William John Price (4 December 1903 – 22 June 1987), sometimes known as Johnny Price, was an English professional footballer, who was born in India. An inside left, he played for Brentford, Fulham, Port Vale and England at amateur level. His most significant spell was with Fulham from 1929 to 1937, who he helped to win the Third Division South championship in the 1931–32 season.

Club career 
Price began his football career in army football with the Coldstream Guards and the 10th Royal Hussars. Initially an amateur, he joined Third Division South club Brentford from Isthmian League club Woking Town in 1928. He scored on his only first team appearance for the Bees, in a 3–1 victory over Norwich City on Good Friday 1928. Price subsequently turned professional and played for Fulham between 1928 and 1937, with whom he won the 1931–32 Third Division South championship.
--------------------
# Exercises to complete
#1 Transcribe the passage of the Johnny Price biography from "William John Price" up to and including "Division South championship.".
#2 Pick up the biography of footballer Johnny Price after its last sentence and continue it.
--------------------
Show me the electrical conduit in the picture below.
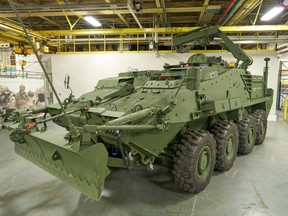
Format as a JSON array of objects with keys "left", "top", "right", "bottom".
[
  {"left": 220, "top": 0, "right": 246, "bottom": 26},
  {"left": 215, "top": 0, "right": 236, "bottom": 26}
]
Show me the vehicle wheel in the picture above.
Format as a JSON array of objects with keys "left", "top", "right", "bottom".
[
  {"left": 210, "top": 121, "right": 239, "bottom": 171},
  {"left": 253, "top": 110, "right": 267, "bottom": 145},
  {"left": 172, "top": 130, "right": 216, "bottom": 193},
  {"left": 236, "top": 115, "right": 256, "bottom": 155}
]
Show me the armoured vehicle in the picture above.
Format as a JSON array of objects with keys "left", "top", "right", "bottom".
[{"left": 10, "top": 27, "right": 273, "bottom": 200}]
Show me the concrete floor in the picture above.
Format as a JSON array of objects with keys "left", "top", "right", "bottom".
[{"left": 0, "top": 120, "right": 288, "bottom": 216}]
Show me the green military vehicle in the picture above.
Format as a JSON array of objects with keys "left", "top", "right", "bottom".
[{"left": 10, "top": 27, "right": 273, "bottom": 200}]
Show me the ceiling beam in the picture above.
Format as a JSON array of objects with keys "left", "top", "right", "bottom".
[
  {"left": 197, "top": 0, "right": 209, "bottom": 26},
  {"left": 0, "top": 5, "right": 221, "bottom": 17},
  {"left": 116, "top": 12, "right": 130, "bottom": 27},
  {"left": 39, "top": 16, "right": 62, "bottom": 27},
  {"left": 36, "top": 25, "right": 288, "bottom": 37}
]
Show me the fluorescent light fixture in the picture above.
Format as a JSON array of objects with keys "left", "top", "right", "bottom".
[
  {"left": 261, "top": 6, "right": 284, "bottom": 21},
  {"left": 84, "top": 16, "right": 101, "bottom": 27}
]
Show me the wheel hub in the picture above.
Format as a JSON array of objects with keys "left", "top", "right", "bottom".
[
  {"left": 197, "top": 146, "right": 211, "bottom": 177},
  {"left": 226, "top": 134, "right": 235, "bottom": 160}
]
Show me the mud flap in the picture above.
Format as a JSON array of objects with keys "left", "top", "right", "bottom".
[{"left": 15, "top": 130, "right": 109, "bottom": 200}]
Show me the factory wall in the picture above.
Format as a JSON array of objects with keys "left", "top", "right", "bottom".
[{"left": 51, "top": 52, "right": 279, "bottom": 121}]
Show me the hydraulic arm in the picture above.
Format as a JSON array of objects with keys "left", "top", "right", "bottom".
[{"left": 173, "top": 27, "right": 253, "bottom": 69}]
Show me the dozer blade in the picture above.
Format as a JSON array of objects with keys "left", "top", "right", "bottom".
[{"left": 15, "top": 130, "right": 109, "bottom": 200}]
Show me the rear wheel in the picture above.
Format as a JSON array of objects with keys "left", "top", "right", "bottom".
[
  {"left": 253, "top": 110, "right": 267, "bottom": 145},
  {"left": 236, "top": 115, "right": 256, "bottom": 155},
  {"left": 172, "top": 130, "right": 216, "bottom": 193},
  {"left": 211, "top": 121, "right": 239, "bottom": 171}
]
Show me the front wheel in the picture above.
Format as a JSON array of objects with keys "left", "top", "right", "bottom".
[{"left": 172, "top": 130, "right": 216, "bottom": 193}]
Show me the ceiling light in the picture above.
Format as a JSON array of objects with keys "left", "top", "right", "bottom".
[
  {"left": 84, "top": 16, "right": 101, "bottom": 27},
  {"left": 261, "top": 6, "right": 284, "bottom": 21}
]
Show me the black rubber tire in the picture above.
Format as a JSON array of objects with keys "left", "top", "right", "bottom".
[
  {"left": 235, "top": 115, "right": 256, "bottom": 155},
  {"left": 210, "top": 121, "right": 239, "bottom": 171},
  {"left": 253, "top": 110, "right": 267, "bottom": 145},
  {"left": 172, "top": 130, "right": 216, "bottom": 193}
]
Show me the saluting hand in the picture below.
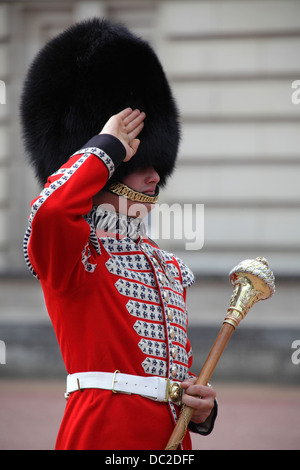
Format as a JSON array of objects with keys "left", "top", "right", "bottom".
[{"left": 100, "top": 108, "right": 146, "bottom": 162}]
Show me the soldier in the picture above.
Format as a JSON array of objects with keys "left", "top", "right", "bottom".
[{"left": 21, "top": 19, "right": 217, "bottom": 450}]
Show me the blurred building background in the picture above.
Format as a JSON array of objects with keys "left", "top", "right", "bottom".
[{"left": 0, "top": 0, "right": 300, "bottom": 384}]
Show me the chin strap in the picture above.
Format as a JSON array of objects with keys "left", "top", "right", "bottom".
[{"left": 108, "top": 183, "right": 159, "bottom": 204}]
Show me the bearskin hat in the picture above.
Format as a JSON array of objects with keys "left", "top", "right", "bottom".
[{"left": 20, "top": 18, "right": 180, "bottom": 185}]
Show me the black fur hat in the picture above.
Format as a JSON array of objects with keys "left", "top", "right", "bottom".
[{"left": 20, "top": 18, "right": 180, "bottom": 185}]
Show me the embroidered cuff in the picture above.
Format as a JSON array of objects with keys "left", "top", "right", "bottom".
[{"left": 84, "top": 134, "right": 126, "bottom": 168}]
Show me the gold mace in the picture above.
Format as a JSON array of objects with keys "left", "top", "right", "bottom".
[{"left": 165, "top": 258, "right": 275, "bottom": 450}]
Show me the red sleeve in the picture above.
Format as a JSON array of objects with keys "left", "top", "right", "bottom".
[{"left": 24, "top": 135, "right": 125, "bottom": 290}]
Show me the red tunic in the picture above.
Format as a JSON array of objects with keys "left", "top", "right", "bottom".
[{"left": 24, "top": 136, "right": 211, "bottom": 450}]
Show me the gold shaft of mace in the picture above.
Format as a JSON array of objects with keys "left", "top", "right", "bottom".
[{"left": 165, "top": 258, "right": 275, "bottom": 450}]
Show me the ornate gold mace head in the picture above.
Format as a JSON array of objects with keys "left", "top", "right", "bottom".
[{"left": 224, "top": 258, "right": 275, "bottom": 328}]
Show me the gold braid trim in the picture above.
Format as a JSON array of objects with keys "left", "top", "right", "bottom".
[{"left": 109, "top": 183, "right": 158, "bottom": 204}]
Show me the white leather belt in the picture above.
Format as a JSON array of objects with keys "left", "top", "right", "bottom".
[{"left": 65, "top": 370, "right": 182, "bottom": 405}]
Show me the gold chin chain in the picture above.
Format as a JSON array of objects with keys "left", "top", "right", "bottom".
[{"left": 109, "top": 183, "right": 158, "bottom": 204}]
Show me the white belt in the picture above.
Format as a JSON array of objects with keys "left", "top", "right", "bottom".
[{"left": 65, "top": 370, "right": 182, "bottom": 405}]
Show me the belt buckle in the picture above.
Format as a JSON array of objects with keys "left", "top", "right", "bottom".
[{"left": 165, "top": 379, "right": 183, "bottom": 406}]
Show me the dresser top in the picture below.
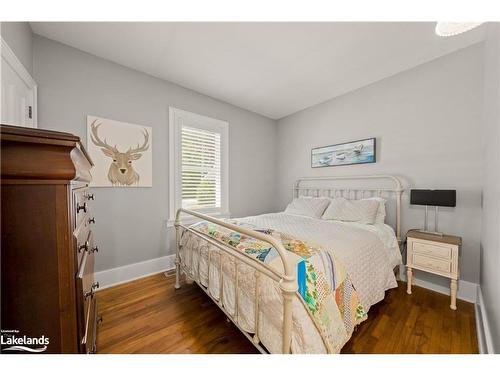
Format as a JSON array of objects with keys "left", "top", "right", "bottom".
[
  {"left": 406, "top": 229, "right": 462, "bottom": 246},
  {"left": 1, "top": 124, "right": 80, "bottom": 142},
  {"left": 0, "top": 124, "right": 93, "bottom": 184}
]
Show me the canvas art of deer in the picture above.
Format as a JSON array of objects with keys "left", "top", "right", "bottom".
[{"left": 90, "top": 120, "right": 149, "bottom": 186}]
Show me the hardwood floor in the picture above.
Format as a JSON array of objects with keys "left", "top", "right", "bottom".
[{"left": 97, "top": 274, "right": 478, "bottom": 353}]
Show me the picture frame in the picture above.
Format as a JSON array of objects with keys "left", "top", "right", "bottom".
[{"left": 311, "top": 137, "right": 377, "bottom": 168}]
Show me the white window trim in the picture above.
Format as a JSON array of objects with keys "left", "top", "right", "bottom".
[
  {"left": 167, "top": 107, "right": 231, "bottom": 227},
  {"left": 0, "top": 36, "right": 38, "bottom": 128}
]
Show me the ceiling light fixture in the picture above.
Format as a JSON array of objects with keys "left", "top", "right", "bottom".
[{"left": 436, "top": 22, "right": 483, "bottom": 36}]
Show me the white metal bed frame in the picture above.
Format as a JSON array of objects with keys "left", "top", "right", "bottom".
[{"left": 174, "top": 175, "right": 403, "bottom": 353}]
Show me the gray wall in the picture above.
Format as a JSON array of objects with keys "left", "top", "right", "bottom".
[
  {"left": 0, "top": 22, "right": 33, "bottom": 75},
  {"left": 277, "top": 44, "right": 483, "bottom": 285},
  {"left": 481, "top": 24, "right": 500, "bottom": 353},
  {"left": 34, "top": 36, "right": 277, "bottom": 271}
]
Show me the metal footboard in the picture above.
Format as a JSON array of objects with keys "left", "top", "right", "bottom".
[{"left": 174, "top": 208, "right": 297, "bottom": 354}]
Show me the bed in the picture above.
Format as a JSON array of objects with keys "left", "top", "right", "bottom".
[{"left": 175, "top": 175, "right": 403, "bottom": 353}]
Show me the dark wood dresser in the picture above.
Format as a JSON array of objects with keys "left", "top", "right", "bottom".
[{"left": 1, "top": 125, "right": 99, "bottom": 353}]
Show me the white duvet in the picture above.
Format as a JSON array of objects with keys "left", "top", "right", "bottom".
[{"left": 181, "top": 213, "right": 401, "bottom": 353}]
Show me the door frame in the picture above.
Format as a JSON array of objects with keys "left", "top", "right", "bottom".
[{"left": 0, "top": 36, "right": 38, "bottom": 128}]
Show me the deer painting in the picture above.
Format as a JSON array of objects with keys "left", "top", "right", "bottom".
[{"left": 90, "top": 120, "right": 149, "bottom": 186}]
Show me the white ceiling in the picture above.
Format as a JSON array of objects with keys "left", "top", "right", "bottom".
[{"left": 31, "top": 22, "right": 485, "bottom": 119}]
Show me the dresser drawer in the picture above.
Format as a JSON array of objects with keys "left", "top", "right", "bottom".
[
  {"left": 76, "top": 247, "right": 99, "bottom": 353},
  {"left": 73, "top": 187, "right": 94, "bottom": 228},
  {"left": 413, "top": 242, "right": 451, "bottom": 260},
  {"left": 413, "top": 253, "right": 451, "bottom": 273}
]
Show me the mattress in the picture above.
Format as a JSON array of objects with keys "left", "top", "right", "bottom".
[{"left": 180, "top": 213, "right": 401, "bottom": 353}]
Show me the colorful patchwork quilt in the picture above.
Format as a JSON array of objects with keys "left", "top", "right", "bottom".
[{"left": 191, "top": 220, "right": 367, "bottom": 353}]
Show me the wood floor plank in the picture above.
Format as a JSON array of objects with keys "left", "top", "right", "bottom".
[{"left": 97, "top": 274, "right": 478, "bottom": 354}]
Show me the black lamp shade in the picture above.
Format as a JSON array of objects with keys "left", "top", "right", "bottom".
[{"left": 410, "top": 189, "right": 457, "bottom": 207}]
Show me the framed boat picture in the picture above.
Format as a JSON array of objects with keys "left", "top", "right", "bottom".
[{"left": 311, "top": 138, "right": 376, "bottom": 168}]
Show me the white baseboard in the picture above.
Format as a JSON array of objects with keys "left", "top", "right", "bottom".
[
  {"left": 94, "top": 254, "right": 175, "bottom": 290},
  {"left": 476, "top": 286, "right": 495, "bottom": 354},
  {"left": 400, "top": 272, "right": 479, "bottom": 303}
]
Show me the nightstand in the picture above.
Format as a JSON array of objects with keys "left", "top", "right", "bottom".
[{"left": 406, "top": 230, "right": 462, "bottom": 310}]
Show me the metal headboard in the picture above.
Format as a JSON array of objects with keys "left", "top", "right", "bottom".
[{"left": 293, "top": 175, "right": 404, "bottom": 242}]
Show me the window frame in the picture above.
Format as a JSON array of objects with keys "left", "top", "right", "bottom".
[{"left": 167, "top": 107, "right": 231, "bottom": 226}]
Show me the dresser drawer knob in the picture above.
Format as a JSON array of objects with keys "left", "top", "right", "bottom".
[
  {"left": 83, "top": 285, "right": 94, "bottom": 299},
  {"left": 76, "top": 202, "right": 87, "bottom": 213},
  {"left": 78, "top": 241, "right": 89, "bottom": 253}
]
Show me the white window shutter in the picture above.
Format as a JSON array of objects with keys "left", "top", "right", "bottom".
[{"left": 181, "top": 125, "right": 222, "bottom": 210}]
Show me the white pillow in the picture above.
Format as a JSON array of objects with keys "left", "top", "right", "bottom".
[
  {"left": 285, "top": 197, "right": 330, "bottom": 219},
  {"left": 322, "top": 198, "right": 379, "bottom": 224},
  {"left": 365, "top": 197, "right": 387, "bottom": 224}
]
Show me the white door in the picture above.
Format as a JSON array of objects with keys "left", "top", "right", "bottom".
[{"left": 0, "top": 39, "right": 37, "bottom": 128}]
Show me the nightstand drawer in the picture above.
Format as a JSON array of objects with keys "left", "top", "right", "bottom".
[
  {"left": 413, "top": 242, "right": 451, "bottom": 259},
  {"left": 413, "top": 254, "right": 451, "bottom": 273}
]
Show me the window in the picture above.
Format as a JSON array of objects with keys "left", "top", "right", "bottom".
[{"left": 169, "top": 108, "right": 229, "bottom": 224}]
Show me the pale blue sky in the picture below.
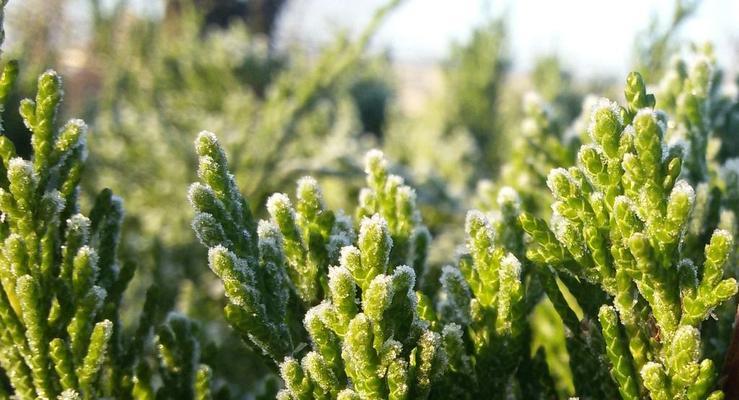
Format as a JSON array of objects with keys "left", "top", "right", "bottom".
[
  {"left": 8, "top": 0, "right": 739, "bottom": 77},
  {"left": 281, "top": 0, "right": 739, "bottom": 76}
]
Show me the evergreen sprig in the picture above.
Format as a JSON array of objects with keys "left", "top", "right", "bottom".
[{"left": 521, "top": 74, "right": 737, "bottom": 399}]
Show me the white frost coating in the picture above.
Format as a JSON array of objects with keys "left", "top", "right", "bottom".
--------------------
# Answers to the problems
#1
William John Price (4 December 1903 – 22 June 1987), sometimes known as Johnny Price, was an English professional footballer, who was born in India. An inside left, he played for Brentford, Fulham, Port Vale and England at amateur level. His most significant spell was with Fulham from 1929 to 1937, who he helped to win the Third Division South championship in the 1931–32 season.

Club career 
Price began his football career in army football with the Coldstream Guards and the 10th Royal Hussars. Initially an amateur, he joined Third Division South club Brentford from Isthmian League club Woking Town in 1928. He scored on his only first team appearance for the Bees, in a 3–1 victory over Norwich City on Good Friday 1928. Price subsequently turned professional and played for Fulham between 1928 and 1937, with whom he won the 1931–32 Third Division South championship.

#2
After making 204 appearances and scoring 53 goals for Fulham, Price joined Port Vale in May 1937 and scored two goals in 13 Third Division North appearances during the 1937–38 season. In November 1937, Price had his contract at The Old Recreation Ground cancelled by mutual consent, as he wished to travel south to work as a coach with Wimbledon. He later became the coach of Yiewsley, before his appointment as assistant secretary of Fulham.

International career 
While with Woking, Price won three England Amateur international caps. In 1929, he was invited to a trial with the full England team and was included in the Football Association XI for a tour of South Africa and Rhodesia the same year.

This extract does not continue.